**Article:**
++++++++++++++++++++

I think it’s pretty interesting news that Google ended up buying Jaiku. Can’t say I saw it coming, and it’s unexpected enough to make things interesting for a bunch of us for whom such actions cause reverberations in our work and also give rise to fair speculation about why they did it and what it means.
So earlier I just so happened to be talking with Someone Who Shall Remain Unnamed and he put my mind into circles about this thing. He pointed me to some of dotBen’s ideas about the acquisition. While I’m not really sure about his geographic assessment (given that my old roommate and coworker Andy Smith is coming back to San Francisco, which kind of blows the London-relocation theory), I do share his (and others’) concern that this acquisition could spell the demise of Jaiku in priority of other more average-Joe services:
Did Google buy Jaiku for it’s engineering talent rather than for the product? I’m betting the engineering team is going to be siphoned off into the GPhone project.
At the same time, I think that Google’s play will likely continue to be software rather than hardware. Here’s why:
- Google makes a lot of software, most of it hosted on the web.
- Google doesn’t make any consumer hardware.
- Google wouldn’t mind being in the wireless business, but probably not the handset business.
- And, Apple already has a bunch of deals with the existing phone carriers.
- Apple makes good consumer hardware.
Yes, those last two are about Apple. Because the deal between Google and Apple is sweetening every day. And Apple doesn’t really buy companies, Google does. So that’s why Google bought Jaiku today and not Apple.
But I digress. Let’s throw some more theories and extrapolations out there.
Ok, first and foremost, the browser. In one of my many unpublished drafts, I talk about how Steve was right about building Web 2.0 apps for the iPhone and why he’s even kind of right trying to prevent people from building so-called “native apps”. Sadly folks don’t really think about the web as a “native” environment yet. It’s got crappy access to hardware and some pretty weak tools for building rich interfaces so they stick with what they know rather than embracing the rough-and-tumble world of designing and coding for web browsers. What’s there to love, really?
Still, Apple (and moreso Google) already think of the web as their native turf. And where the battle for the future will be waged (which incidentally puts Microsoft at a huge disadvantage, since it’s been fighting against the web all along). And the browser is key to this equation, which is why Apple has a world-class (and getting better daily) open source browser that’s had an awful lot of attention paid to its compatibility with Google Apps lately. It’s also mobile ready, as demonstrated by how insanely well Safari works on the iPhone compared to any other mobile browser. I guess to some extent, one can forgive any misgivings Google now has about betting on Firefox, the little engine that could have and should have and then, well, didn’t, at least when it came to having a mobile strategy. But I digress. Again.
Take a look at the iPhone’s Maps feature. Yes, it’s driven by Google, but I didn’t have to tell you that. What’s missing? Well, besides GPS for yourself, it’s missing GPS for your friends and family. Yeah, that sounds a little creepy to me too, but don’t kid yourself, it’s coming. Us early adopters have been geoplotting each other for years now, on sites like Plazes, Jaiku and — oh yeah — before them, on another Google acquisition: Dodgeball. I mean, Google’s full of tenacity. It’s nutty to think that regular people will ever adopt the nerdy syntax that we currently check in to these services with. After all, that’s what computers are for.
What Google keeps getting closer to with first its acquisition of Dodgeball a year ago and now Jaiku is the socialization of presence. That’s what it’s all about. That’s how they’ll increase the relevance of their ads in situ. That’s how they’ll improve the quality of their services (like Google Maps). Tim O’Reilly has for some time called for the development of the Web 2.0 Address Book. I think belying that assertion is the fact that more people need to get in the habit and mindset of maintaining their online selves — thereby making their status — or presence — more widely known and available.

++++++++++++++++++++

**Exercise task A:** Translate this sentence from the post about Google buying Jaiku into Spanish: "And Apple doesn't really buy companies, Google does."
**Exercise task B:** In one to three sentences, explain why the post about Google buying Jaiku expects Google's play to remain software rather than hardware.

(Records excerpted from a collection)
++++++++++++++++++++

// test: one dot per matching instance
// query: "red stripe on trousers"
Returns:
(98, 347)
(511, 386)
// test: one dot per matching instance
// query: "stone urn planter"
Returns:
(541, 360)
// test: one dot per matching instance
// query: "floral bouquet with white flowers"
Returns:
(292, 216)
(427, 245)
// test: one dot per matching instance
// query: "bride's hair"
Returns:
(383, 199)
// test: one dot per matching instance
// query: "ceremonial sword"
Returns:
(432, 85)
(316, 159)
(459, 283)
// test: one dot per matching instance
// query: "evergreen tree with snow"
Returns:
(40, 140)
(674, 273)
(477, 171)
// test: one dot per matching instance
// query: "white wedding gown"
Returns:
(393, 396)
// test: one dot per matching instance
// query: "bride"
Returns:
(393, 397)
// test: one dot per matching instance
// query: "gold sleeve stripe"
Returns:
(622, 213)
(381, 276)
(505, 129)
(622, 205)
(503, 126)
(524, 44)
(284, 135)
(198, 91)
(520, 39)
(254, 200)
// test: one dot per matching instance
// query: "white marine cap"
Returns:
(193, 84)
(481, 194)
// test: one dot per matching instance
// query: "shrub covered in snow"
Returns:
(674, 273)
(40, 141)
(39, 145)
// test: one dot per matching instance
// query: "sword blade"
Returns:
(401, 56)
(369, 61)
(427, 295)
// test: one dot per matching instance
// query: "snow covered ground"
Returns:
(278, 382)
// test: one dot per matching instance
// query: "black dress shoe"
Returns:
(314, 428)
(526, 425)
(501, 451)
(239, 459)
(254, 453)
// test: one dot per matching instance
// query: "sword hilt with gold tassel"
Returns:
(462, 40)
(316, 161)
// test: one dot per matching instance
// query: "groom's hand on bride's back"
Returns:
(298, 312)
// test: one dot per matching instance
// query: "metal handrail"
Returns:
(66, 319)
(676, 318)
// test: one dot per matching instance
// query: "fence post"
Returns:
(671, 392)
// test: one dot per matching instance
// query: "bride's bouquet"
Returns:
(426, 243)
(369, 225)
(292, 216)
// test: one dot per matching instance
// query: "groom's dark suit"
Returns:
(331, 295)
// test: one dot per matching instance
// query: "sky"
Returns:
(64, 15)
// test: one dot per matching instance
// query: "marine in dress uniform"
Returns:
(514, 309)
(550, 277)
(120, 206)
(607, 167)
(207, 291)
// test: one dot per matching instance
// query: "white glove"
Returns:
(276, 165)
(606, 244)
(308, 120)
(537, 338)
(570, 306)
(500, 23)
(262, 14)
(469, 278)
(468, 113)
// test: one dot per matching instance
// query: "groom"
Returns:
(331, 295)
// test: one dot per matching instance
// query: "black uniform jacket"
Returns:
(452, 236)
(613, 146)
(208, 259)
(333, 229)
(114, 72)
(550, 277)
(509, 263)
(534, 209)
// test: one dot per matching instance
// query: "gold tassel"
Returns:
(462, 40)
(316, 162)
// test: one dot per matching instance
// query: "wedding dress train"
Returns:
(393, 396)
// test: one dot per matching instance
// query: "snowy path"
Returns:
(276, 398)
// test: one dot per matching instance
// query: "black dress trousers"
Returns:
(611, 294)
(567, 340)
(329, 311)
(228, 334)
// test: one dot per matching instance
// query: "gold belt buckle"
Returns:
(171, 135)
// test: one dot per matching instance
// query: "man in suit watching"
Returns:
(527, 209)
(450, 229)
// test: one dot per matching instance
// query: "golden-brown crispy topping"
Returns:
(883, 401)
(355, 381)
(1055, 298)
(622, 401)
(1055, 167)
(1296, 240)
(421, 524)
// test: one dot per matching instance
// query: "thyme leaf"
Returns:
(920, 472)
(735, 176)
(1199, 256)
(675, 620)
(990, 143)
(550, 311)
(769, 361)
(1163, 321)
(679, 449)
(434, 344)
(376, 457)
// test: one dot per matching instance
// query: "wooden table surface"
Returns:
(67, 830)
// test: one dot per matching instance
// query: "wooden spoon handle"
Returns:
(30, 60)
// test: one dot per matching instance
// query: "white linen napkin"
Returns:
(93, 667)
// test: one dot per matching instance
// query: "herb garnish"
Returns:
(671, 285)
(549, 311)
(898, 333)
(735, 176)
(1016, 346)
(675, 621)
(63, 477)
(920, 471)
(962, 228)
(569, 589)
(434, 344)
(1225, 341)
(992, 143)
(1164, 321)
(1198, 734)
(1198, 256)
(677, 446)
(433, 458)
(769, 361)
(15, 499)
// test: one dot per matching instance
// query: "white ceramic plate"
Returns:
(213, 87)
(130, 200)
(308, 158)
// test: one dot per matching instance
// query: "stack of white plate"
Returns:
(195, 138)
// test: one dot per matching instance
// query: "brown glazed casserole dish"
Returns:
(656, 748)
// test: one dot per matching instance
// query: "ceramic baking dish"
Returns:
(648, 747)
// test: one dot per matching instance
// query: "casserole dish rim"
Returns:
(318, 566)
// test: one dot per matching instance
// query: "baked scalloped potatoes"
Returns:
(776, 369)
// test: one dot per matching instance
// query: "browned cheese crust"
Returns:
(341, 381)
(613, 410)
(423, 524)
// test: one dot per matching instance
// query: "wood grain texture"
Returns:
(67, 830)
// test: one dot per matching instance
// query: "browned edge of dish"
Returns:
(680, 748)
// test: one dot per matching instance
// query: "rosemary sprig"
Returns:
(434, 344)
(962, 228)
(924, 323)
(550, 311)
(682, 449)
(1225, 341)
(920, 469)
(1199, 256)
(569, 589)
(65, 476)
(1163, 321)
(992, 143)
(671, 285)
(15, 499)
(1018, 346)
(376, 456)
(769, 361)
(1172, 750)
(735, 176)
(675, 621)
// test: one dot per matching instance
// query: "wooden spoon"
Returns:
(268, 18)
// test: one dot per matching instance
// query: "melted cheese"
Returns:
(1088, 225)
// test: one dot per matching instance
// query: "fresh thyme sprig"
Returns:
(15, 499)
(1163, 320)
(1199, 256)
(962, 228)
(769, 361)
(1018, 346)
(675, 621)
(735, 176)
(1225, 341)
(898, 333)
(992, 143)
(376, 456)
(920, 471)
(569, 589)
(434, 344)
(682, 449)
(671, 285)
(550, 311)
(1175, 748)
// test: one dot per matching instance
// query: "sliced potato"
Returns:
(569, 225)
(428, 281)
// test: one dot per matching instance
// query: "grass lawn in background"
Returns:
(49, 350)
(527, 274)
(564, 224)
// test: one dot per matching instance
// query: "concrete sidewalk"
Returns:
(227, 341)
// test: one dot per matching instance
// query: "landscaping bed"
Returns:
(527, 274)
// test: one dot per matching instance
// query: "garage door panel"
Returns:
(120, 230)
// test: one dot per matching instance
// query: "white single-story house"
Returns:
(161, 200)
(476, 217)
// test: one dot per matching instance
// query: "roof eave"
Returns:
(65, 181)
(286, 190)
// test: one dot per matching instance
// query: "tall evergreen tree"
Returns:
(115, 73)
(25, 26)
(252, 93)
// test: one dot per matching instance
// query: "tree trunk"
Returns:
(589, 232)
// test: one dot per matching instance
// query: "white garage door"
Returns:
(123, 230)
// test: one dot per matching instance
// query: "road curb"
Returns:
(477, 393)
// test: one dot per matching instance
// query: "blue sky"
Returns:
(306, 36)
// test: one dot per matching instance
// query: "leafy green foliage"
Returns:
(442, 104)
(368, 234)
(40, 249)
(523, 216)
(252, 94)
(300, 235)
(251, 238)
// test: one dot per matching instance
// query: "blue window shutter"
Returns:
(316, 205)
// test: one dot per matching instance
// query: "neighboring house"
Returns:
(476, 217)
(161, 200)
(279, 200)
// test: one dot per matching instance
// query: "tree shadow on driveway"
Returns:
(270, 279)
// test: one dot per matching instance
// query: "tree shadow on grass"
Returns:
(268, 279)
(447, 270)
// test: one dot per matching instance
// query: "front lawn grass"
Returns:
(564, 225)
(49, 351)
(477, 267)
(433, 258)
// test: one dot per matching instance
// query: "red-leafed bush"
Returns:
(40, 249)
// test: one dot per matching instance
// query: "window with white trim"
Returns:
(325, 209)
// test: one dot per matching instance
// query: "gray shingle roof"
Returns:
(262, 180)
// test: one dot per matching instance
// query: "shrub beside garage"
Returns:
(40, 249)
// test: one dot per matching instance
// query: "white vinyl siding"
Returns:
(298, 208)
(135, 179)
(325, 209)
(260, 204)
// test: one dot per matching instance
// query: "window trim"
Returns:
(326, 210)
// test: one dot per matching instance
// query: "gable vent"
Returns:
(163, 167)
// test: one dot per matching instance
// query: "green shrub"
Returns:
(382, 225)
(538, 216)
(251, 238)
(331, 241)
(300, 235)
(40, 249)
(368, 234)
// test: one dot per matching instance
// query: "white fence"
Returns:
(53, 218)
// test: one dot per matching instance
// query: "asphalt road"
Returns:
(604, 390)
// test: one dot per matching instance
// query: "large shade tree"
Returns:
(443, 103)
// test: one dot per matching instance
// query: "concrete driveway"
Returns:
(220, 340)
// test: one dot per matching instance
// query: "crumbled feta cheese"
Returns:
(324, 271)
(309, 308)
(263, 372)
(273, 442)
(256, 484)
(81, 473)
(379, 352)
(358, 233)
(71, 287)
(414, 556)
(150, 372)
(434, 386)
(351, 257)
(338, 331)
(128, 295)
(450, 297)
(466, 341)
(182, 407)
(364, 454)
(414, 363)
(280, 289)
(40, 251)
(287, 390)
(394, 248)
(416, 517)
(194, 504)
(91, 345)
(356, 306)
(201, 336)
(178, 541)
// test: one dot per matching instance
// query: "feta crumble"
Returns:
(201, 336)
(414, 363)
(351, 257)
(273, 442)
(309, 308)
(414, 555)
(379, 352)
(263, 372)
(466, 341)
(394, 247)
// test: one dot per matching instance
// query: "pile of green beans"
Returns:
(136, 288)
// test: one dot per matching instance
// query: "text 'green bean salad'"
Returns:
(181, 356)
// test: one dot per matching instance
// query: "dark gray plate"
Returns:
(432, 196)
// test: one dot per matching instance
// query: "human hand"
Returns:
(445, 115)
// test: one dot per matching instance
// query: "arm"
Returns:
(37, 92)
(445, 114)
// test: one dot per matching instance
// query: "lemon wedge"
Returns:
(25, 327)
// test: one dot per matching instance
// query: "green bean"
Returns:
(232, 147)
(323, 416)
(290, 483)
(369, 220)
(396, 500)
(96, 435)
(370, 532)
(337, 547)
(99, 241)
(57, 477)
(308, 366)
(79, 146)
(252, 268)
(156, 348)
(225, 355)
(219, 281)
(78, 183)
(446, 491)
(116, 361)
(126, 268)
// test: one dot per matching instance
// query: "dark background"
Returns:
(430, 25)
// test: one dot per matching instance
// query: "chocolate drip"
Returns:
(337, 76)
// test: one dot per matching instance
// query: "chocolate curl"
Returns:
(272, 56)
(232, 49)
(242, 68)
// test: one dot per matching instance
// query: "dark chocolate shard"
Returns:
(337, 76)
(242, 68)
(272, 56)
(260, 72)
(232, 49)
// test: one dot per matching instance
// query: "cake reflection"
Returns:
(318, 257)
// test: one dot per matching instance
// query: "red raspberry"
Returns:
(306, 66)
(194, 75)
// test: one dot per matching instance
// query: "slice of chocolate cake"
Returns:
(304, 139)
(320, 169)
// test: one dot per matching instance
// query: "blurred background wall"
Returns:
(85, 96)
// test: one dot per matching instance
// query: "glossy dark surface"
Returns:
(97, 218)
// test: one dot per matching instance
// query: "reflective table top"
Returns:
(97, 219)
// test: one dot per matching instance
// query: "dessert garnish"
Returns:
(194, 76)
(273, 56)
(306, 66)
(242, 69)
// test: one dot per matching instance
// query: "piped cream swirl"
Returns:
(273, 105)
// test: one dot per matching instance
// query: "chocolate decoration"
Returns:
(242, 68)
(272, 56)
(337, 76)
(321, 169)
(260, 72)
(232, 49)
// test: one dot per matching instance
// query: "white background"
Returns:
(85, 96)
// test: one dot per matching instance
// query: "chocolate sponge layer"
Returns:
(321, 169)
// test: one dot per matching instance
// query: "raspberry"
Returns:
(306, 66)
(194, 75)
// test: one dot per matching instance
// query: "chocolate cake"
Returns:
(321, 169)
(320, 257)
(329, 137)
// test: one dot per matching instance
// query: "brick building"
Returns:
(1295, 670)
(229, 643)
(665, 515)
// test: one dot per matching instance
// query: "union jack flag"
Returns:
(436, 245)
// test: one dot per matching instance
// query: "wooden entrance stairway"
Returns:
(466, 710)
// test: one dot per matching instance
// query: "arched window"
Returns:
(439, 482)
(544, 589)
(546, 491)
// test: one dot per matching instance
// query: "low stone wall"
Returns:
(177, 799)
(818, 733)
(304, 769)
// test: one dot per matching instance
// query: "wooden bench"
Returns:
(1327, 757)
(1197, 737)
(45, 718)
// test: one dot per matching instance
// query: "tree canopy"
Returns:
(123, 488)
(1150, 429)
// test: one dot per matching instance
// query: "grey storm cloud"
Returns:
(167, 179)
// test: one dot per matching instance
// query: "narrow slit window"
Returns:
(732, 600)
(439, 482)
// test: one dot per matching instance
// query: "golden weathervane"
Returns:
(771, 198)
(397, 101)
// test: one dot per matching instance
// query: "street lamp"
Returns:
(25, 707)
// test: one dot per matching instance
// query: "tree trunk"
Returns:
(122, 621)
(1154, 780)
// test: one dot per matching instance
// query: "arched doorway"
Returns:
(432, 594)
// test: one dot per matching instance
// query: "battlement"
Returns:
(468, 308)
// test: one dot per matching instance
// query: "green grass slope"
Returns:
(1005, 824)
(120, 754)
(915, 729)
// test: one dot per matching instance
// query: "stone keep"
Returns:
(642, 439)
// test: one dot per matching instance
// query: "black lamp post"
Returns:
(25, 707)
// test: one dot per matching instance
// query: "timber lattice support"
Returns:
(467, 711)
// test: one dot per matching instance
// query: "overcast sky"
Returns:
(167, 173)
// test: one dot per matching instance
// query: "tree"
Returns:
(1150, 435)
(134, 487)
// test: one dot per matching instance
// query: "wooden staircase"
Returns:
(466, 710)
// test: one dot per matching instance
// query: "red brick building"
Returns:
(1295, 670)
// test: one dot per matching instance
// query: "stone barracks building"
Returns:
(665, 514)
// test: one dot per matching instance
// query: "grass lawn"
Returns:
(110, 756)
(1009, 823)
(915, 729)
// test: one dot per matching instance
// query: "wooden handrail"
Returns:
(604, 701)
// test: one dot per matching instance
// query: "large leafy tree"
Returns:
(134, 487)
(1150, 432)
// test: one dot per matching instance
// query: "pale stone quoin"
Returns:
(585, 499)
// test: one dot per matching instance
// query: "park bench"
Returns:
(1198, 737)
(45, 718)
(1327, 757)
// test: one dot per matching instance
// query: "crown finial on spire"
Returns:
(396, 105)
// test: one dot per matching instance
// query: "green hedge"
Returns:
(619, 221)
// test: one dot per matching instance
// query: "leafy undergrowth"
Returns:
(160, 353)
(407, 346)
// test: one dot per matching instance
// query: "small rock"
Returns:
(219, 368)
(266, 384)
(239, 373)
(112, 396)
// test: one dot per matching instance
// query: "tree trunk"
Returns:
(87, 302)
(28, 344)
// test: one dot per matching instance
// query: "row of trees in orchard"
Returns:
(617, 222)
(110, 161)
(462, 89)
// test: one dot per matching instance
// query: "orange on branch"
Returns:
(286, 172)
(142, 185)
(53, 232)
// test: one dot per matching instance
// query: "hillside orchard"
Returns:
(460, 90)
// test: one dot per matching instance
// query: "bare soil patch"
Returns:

++++++++++++++++++++

**Expected answer A:** Y Apple realmente no compra empresas; Google sí.

**Expected answer B:** Google makes a lot of software, most of it hosted on the web, and makes no consumer hardware. It would also like to be in the wireless business but probably not the handset business. Meanwhile, Apple already has deals with the existing phone carriers and makes good consumer hardware.